BEGIN PROVIDED PASSAGE

And opposite the mirror of the Doctor and his companion we get a mirror of the audience - Biff, Val, and Jethro being the ordinary “family” audience that might be expected to be watching Doctor Who. Yes, Jethro’s a bit old, but that’s kind of the point. If this is supposed to be a broken and flawed mirror of the audience it’s entirely fitting that the kid should be jaded and cynical and “too old” for Doctor Who, just as the mother and father show themselves to be flawed, hypocritical, and violent characters. It’s not some random bunch of people who are flawed and doomed here, but a specific set of characters who invoke and mirror the Doctor. 

So what we have is not a situation where the Doctor simply fails, but one in which there is, quietly and without fanfare, a narrative collapse that isn’t averted. The underlying premise of Doctor Who simply falls out and breaks down. The Doctor doesn’t make things better. He doesn’t save the day. The world is simply a cruel and vicious place. As, in Midnight, it literally is - a planet that it is impossible to survive on, and on which human habitation is simply terribly ill-advised. People shouldn’t be here at all. This, at least, contains the narrative collapse - it’s allowed to exist within the specifically hostile space of the planet Midnight. Nevertheless, within this space we find out that Doctor Who stories simply cannot function at all. 

This is something radical and new. Not even in The Impossible Planet/The Satan Pit did we get a story in which it was suggested that Doctor Who as a series simply could not function in certain spaces. Sure, we got an abyssal horror, but the Doctor and indomitable humanity still won the day. That story only alluded to a death drive, and tied it to fandom. This is something else - a situation in which the Doctor simply doesn’t work. This is, to be fair, an existing subgenre in action-adventure serials. But typically, when they do stories where the hero is completely helpless the hero is impotent in the face of real-world horrors like famine or cancer or 9/11 (superhero comics, in particular, had a brief period where everybody did astonishingly bad pieces about how superheroes couldn’t stop 9/11). This subgenre amounts to mawkish glurge in which the fact that stories are fiction is treated as a flaw, and anybody who writes it should be punched. (Note: This proposal would likely prove fatal to J. Michael Straczynski.) Midnight does something markedly different, creating a situation in which the hero is powerless not because of something that exists in the real world that it would be tacky for the hero to trivially stop but because of something that is wholly a part of the fiction. The Doctor is defined as the sort of character who should save the day in exactly the sort of situation that Midnight puts him in.

END PROVIDED PASSAGE
BEGIN DATA LISTING

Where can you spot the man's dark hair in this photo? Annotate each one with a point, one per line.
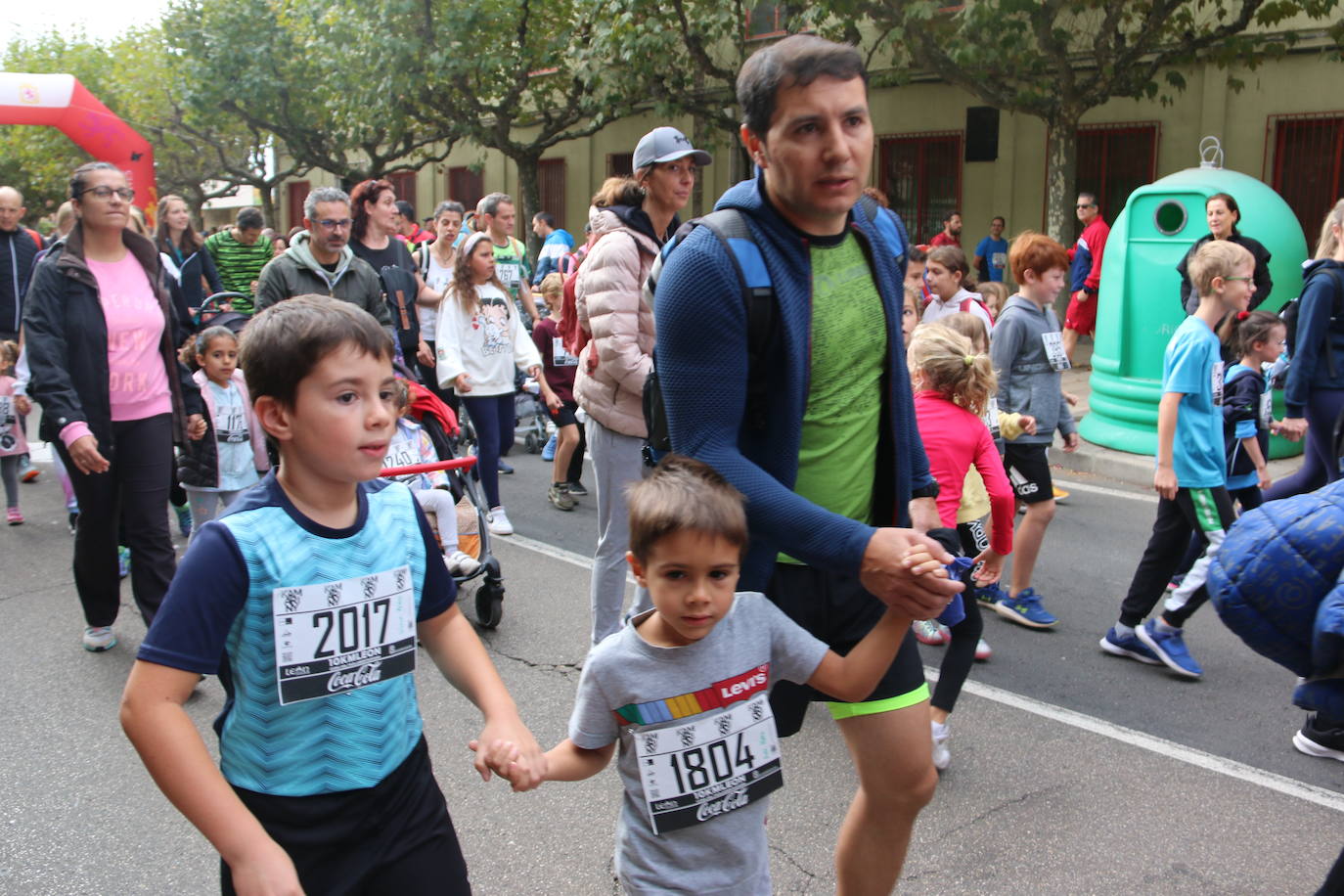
(250, 218)
(284, 342)
(793, 62)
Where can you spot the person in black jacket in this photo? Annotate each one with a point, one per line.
(1224, 215)
(100, 338)
(184, 254)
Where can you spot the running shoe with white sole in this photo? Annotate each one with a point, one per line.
(941, 755)
(1170, 647)
(98, 639)
(461, 563)
(1325, 743)
(499, 521)
(1024, 608)
(927, 632)
(1128, 645)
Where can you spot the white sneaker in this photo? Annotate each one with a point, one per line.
(941, 755)
(499, 521)
(461, 563)
(98, 639)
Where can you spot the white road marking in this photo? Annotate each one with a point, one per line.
(1160, 745)
(1109, 492)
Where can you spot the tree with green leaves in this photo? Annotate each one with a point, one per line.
(328, 83)
(1055, 60)
(519, 76)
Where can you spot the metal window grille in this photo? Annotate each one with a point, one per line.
(466, 186)
(552, 176)
(1114, 160)
(298, 191)
(920, 175)
(1308, 166)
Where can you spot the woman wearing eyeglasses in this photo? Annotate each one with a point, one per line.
(98, 327)
(1222, 214)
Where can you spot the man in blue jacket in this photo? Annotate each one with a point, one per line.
(832, 458)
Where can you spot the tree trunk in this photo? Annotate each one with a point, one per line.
(528, 201)
(268, 207)
(1062, 177)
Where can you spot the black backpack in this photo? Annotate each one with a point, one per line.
(733, 233)
(1293, 308)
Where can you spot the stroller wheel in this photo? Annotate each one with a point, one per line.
(489, 605)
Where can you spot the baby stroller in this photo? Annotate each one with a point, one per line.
(214, 312)
(532, 417)
(441, 425)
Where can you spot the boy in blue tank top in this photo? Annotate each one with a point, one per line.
(1191, 471)
(306, 600)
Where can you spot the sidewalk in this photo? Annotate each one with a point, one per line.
(1133, 469)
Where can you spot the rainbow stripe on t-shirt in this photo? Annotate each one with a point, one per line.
(717, 696)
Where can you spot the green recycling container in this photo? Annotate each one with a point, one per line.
(1140, 294)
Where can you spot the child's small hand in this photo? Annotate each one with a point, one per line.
(1164, 481)
(991, 567)
(920, 561)
(1262, 471)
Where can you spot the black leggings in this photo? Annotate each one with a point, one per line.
(130, 499)
(962, 651)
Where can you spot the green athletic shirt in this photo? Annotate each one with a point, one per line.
(837, 456)
(511, 265)
(238, 265)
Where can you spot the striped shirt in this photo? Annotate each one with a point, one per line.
(240, 265)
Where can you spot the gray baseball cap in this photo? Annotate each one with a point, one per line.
(667, 144)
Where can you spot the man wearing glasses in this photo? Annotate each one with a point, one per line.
(1085, 273)
(320, 261)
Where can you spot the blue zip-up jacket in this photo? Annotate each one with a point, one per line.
(1318, 326)
(1278, 583)
(701, 362)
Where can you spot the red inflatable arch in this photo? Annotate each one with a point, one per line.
(64, 103)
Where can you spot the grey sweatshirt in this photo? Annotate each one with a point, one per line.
(1027, 383)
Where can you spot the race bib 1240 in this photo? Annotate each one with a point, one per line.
(343, 636)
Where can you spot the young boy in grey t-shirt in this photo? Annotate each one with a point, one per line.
(685, 690)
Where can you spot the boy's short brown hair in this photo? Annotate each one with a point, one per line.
(1032, 251)
(284, 342)
(1215, 258)
(685, 495)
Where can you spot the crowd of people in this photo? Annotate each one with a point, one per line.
(827, 470)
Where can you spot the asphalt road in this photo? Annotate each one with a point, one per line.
(1073, 771)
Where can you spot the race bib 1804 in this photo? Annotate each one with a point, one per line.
(710, 766)
(343, 636)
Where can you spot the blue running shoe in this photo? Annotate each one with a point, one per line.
(989, 594)
(1026, 610)
(1170, 647)
(1129, 647)
(183, 520)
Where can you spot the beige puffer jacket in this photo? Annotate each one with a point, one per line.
(609, 297)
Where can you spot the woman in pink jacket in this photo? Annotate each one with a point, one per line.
(631, 219)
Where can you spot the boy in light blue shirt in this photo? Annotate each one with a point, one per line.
(1191, 475)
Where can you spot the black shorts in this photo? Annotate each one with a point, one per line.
(394, 837)
(1028, 470)
(837, 610)
(564, 414)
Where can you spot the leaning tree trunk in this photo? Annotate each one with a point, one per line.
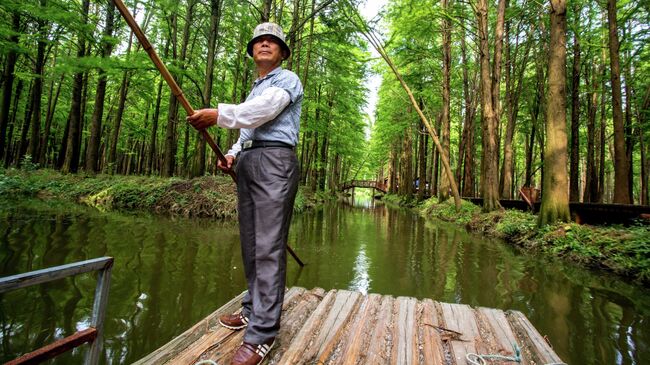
(489, 165)
(215, 18)
(555, 198)
(443, 192)
(621, 163)
(169, 156)
(35, 137)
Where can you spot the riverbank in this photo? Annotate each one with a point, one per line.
(622, 250)
(207, 196)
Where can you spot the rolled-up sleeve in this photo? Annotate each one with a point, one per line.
(255, 112)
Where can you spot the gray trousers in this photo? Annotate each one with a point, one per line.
(266, 187)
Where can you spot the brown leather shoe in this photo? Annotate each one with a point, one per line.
(251, 354)
(235, 321)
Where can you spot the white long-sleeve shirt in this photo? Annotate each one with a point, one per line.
(270, 113)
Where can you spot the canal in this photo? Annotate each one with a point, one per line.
(171, 272)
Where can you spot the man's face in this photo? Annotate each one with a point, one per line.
(267, 50)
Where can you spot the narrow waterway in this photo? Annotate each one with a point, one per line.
(169, 273)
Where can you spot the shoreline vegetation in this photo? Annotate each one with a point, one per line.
(201, 197)
(621, 250)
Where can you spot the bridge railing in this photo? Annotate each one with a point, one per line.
(363, 184)
(93, 334)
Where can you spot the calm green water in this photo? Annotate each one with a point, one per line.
(170, 273)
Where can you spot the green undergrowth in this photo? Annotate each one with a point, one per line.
(199, 197)
(207, 196)
(622, 250)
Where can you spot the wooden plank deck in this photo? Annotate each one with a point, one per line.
(341, 327)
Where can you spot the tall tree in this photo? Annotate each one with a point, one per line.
(213, 34)
(555, 199)
(8, 77)
(71, 162)
(574, 192)
(92, 149)
(621, 163)
(39, 65)
(489, 162)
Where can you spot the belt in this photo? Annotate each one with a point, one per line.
(249, 145)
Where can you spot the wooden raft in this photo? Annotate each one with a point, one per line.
(344, 327)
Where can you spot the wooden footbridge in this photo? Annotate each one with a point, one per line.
(348, 328)
(364, 184)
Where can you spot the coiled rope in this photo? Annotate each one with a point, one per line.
(476, 359)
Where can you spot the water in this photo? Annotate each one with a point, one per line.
(170, 273)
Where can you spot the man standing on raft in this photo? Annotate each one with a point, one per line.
(267, 169)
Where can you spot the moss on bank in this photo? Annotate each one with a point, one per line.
(208, 196)
(622, 250)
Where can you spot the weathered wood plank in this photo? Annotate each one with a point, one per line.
(460, 318)
(430, 343)
(404, 332)
(345, 328)
(497, 332)
(380, 341)
(221, 343)
(534, 348)
(357, 338)
(336, 322)
(293, 321)
(180, 343)
(305, 336)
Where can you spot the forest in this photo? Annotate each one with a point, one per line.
(505, 94)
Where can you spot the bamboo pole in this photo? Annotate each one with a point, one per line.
(376, 43)
(178, 93)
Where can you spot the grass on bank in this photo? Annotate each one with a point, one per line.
(199, 197)
(623, 250)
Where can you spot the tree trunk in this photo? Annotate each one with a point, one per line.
(12, 123)
(489, 162)
(555, 199)
(215, 19)
(71, 162)
(92, 150)
(169, 157)
(443, 192)
(266, 11)
(7, 86)
(602, 143)
(574, 188)
(115, 132)
(468, 125)
(591, 180)
(51, 107)
(621, 163)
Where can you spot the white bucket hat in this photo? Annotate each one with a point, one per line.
(271, 29)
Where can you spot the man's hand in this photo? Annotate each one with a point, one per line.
(203, 118)
(228, 166)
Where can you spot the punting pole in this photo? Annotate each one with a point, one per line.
(176, 90)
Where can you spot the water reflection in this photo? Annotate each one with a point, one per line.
(170, 273)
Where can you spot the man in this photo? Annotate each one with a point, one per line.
(267, 170)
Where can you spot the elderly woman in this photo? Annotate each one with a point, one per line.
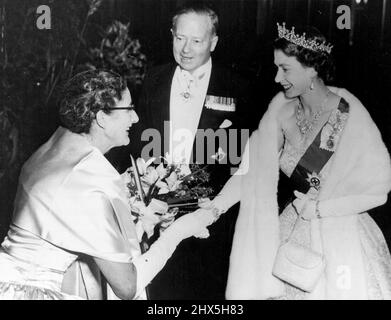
(71, 220)
(324, 245)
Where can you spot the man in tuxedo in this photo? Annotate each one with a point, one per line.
(197, 111)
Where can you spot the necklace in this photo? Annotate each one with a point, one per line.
(306, 125)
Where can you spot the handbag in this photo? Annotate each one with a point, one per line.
(298, 265)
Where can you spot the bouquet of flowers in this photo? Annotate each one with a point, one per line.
(159, 193)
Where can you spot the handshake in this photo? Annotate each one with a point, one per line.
(196, 223)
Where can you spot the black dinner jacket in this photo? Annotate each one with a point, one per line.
(153, 108)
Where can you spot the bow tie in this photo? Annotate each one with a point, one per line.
(189, 82)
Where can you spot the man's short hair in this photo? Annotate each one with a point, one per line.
(198, 7)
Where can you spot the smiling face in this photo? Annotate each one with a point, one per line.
(119, 121)
(193, 41)
(292, 75)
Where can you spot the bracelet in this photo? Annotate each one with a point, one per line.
(317, 210)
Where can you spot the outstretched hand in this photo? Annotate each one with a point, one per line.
(194, 224)
(305, 206)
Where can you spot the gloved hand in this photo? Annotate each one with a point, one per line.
(192, 224)
(152, 261)
(305, 206)
(217, 205)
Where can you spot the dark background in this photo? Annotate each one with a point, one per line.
(34, 62)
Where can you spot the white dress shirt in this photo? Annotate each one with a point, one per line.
(187, 98)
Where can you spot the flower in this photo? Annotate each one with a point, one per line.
(314, 180)
(157, 193)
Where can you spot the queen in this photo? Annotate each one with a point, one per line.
(325, 141)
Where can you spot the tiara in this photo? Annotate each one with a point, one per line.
(291, 36)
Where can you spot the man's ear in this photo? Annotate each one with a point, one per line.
(215, 39)
(100, 118)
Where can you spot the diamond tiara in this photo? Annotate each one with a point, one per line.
(301, 41)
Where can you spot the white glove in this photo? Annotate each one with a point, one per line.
(151, 262)
(305, 206)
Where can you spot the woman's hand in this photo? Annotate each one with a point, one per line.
(194, 224)
(305, 206)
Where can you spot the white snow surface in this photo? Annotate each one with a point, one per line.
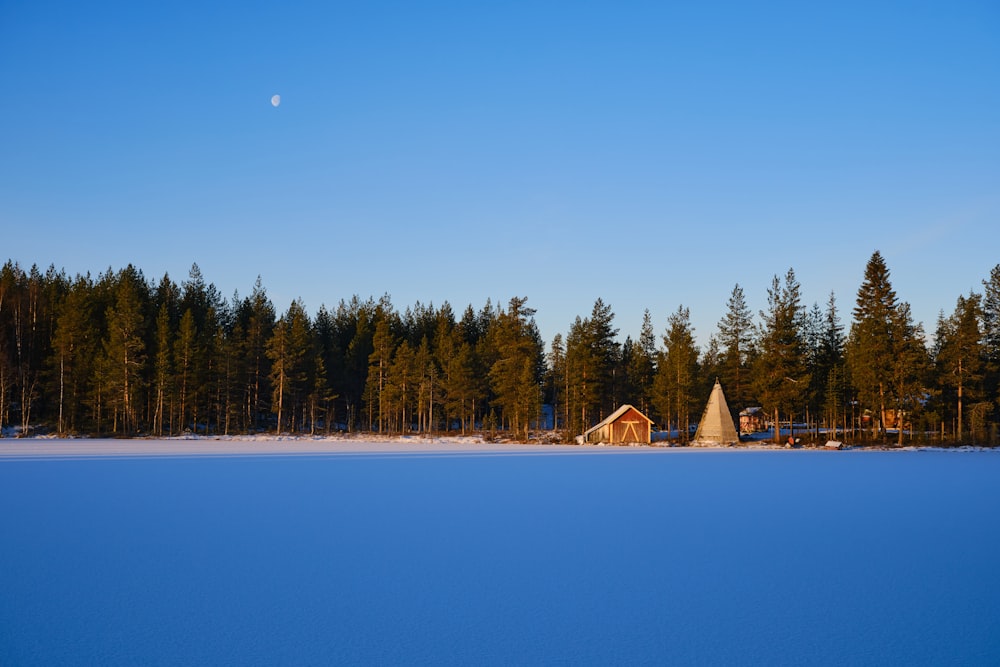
(355, 444)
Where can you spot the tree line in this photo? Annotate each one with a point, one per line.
(122, 355)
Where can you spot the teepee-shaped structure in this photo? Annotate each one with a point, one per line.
(716, 426)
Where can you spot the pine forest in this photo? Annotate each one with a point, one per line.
(124, 356)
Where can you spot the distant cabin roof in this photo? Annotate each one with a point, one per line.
(614, 416)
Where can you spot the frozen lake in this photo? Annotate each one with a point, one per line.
(508, 557)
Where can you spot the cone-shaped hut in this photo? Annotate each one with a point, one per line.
(716, 426)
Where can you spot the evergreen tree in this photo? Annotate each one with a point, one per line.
(678, 372)
(885, 352)
(736, 339)
(781, 379)
(960, 356)
(289, 351)
(124, 350)
(515, 374)
(383, 347)
(991, 338)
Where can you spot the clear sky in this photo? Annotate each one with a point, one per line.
(652, 154)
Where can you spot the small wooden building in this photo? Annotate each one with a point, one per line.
(623, 426)
(753, 420)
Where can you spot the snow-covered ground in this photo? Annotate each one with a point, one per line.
(443, 551)
(250, 445)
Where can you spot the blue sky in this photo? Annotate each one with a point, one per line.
(651, 154)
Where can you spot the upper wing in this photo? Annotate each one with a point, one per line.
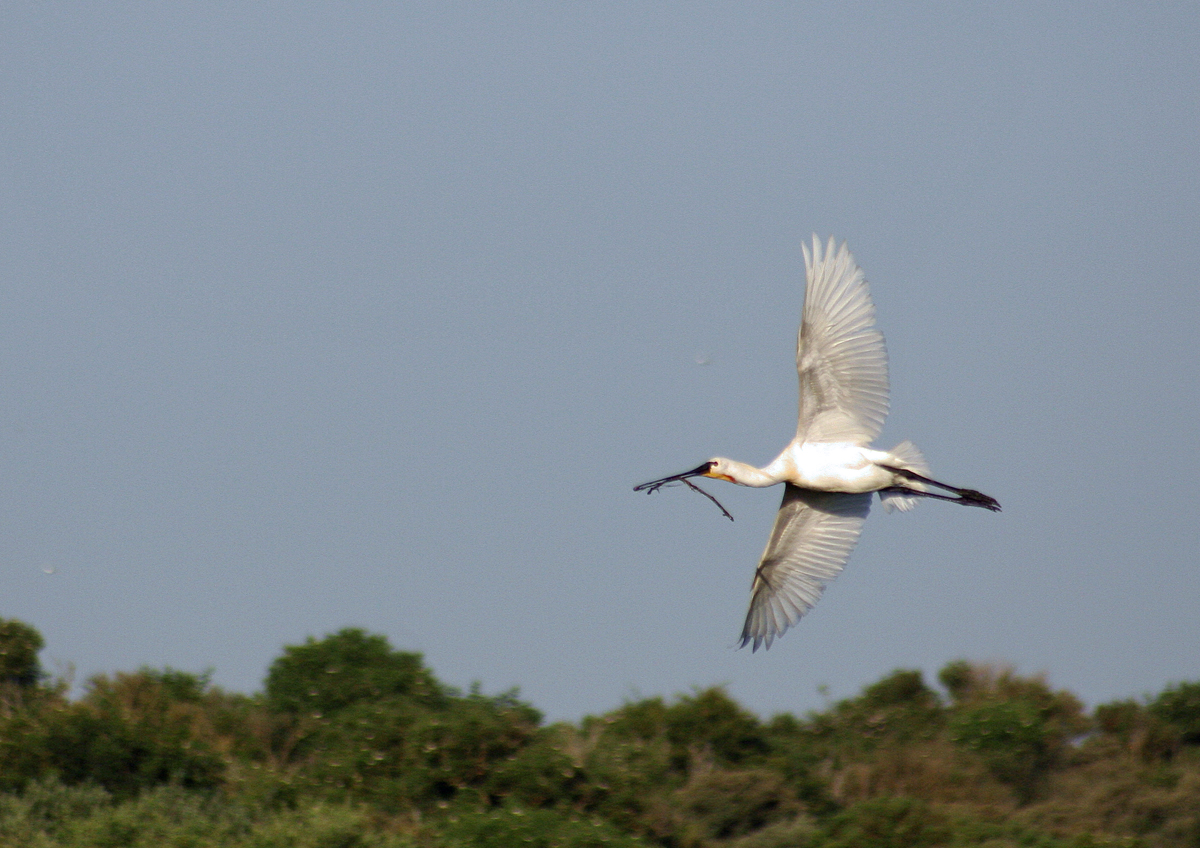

END DATA LISTING

## [WHAT YOU WILL DO]
• A. In the essay on Midnight, which three characters stand for the ordinary family audience?
• B. Extend the essay on Midnight, starting after its final sentence.

## [ANSWERS]
• A. Biff, Val, and Jethro.

• B.
And while the story quietly displaces this tension onto the planet, suggesting that it’s only within the confines of this eccentric space that Doctor Who fails. But the story hints at the real and darker truth. It’s not Midnight that renders the Doctor helpless, but the reality of people. The dark mirrors of the Doctor aren’t twisted in the way that the Master is - simple inversions of all that he is. They’re dark mirrors because they’re ordinary, flawed people - the same view of humanity that we get in Utopia.  They’re vivid portrayals of the myth of Doctor Who transported into everyday people, of the sort that Davies writes very, very well. And they break the show. In a wonderfully disturbing inversion of the mawkish glurge that usually constitutes the hero being utterly impotent in the face of a threat, it is not that the hero is flawed because he’s fictional. It’s that we are all flawed because we are not.